Dataset records
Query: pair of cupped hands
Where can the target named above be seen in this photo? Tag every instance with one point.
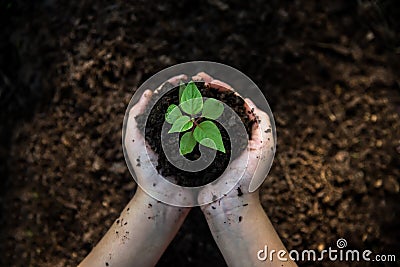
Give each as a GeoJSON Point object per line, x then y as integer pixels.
{"type": "Point", "coordinates": [238, 222]}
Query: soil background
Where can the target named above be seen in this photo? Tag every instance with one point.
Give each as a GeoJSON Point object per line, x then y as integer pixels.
{"type": "Point", "coordinates": [329, 69]}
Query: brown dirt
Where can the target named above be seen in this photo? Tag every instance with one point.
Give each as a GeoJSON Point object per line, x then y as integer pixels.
{"type": "Point", "coordinates": [68, 69]}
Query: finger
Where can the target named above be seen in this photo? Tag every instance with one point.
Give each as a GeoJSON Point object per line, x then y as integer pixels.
{"type": "Point", "coordinates": [176, 79]}
{"type": "Point", "coordinates": [140, 106]}
{"type": "Point", "coordinates": [202, 76]}
{"type": "Point", "coordinates": [221, 86]}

What to produce
Arrange the entries from the line containing "Query: finger" through the final line of the entries above as a JSON list of strings, with one string per line and blank lines left out.

Response to this exercise
[
  "Query: finger",
  "Where can the target named above be seen in this photo? Tag every instance with one point.",
  "Give each as a GeoJSON Point object per line, x then y as integer pixels.",
  "{\"type\": \"Point\", \"coordinates\": [176, 79]}",
  "{\"type\": \"Point\", \"coordinates\": [140, 106]}",
  "{\"type\": \"Point\", \"coordinates\": [202, 76]}",
  "{\"type\": \"Point\", \"coordinates\": [221, 86]}"
]